### TEXT SECTION
==*==

Architecture

Push notification fan-out at scale

Two-tier fan-out from a viral event to a ULID-keyed inbox to effectively-once APNs/FCM delivery, built entirely on AWS-managed services.

01

Event ingestion

flowchart LR User([App user action]) --> API[Event API] API --> Kinesis[(Kinesis Data Streams\npartition by source user)]

Author actions (post, like, comment) land on a durable ordered log. Kinesis is partitioned by source user ID so each originator's events stay in order and load spreads by author.

02

Two-tier fan-out tier

flowchart LR User([App user action]) --> API[Event API] API --> Kinesis[(Kinesis Data Streams\npartition by source user)] Kinesis --> Worker[Fan-out Lambda] Worker --> Redis[(ElastiCache\nhot follower lists)] Worker --> Followers[(DynamoDB\nfull follower lists)] Worker -->|over 10k followers| Pointer[Celebrity event pointer] Worker -->|under 10k followers| FanWrite[Write to follower inboxes]

Lambda workers triggered by Kinesis read the follower list. Regular accounts fan out on write to follower inboxes; accounts over 10k followers store one celebrity-event pointer for read-time merge.

==*==

### Dataset entries
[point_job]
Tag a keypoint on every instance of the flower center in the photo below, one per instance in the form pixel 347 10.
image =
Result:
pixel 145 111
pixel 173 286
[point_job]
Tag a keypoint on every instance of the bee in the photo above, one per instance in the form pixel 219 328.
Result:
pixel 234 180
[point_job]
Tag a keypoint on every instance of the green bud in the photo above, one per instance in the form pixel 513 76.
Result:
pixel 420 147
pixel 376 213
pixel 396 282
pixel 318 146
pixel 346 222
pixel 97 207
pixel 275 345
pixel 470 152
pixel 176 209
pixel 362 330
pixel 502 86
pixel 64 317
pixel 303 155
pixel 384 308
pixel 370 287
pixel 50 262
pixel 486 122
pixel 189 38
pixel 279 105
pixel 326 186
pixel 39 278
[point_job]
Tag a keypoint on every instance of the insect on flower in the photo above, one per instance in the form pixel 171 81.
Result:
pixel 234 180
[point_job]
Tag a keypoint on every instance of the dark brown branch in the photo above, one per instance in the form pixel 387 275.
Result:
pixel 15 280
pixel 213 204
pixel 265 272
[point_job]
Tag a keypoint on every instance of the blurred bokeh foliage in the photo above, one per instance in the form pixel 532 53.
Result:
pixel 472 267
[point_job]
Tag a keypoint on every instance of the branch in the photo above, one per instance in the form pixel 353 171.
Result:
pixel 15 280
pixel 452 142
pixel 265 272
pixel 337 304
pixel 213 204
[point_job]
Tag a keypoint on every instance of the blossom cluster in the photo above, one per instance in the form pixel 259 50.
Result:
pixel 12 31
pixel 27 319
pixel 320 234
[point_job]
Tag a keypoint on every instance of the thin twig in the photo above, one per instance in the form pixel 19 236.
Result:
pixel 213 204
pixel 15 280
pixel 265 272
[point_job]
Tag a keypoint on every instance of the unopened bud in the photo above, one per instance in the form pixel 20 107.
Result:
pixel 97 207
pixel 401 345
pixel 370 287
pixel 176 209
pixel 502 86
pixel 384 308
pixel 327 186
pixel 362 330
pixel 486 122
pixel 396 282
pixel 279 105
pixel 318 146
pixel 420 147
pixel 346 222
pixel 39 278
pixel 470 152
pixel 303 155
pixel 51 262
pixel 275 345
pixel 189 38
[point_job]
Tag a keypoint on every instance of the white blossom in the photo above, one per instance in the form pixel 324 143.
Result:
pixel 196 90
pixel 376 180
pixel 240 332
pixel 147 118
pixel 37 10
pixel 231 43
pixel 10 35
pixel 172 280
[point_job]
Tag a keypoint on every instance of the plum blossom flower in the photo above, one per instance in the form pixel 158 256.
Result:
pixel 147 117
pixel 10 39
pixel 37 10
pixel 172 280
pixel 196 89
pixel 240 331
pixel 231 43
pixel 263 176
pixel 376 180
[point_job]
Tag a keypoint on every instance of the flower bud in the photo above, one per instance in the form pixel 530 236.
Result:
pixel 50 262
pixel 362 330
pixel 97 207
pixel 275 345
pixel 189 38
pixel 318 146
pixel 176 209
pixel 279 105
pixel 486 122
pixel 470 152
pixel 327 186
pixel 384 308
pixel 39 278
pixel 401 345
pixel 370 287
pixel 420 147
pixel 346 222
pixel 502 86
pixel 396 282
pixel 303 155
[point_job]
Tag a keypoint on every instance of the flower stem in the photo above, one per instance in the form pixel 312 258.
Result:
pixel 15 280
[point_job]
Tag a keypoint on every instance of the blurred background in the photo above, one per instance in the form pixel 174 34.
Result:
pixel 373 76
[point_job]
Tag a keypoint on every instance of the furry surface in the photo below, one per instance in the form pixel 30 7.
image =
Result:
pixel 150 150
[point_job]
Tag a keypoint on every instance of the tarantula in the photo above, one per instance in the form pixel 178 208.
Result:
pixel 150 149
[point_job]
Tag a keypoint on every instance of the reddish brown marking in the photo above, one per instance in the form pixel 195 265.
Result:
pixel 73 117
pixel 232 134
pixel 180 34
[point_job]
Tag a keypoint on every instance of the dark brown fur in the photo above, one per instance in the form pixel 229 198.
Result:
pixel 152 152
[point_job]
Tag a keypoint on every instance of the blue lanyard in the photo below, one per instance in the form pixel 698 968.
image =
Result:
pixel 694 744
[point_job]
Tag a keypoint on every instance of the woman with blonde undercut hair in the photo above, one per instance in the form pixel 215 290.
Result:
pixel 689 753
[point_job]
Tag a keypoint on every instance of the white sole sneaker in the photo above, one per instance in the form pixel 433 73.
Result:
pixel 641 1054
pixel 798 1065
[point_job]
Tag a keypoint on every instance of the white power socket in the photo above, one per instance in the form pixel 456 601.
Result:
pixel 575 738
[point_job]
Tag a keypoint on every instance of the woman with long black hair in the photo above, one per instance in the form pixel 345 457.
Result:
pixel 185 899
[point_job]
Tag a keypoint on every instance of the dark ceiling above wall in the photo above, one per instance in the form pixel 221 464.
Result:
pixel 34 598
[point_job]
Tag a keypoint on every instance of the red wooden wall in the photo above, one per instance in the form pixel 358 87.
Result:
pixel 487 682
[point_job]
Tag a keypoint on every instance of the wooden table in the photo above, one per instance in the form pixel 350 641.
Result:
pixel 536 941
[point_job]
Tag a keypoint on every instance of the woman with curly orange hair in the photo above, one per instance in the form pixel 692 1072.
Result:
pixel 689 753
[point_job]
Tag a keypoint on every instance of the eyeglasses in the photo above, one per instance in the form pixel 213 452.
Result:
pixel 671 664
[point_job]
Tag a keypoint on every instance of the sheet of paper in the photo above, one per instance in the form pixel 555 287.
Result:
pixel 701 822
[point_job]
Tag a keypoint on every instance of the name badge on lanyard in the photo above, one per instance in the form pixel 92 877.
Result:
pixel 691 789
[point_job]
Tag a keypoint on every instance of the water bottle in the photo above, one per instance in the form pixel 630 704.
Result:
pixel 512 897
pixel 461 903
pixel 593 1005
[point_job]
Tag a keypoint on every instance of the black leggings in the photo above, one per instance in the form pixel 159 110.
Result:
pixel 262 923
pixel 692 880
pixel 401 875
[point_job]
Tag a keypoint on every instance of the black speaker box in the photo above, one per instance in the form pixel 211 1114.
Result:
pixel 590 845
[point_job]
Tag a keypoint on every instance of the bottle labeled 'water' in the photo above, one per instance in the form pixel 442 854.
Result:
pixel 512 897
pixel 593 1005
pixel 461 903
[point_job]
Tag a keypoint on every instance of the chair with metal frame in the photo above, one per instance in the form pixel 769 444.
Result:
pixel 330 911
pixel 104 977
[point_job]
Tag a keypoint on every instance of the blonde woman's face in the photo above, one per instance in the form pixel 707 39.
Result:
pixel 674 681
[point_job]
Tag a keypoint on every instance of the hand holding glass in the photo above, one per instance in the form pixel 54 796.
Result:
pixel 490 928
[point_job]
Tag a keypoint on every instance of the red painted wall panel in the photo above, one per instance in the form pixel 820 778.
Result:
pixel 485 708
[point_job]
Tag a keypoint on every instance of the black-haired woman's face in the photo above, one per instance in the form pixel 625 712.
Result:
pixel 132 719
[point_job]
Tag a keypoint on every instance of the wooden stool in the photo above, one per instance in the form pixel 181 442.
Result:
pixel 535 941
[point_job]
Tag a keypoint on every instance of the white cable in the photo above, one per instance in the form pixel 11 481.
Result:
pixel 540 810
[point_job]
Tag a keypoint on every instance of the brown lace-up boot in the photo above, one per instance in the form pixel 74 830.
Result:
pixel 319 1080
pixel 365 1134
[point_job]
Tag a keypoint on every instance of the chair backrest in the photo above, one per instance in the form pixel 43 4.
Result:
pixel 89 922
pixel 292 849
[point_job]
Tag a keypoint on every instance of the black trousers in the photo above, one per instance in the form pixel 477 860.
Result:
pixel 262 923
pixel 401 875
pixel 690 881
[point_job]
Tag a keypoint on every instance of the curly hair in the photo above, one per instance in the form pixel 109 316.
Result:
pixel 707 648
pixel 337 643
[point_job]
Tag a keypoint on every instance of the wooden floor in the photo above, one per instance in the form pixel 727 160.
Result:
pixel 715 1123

==*==

### INSTRUCTIONS TO FOLLOW
Update the push notification architecture text from "Event ingestion" to "spreads by author.", putting "persistent" in place of "durable". The lines above are not needed here.

### ANSWER TO THIS EXERCISE
Event ingestion

flowchart LR User([App user action]) --> API[Event API] API --> Kinesis[(Kinesis Data Streams\npartition by source user)]

Author actions (post, like, comment) land on a persistent ordered log. Kinesis is partitioned by source user ID so each originator's events stay in order and load spreads by author.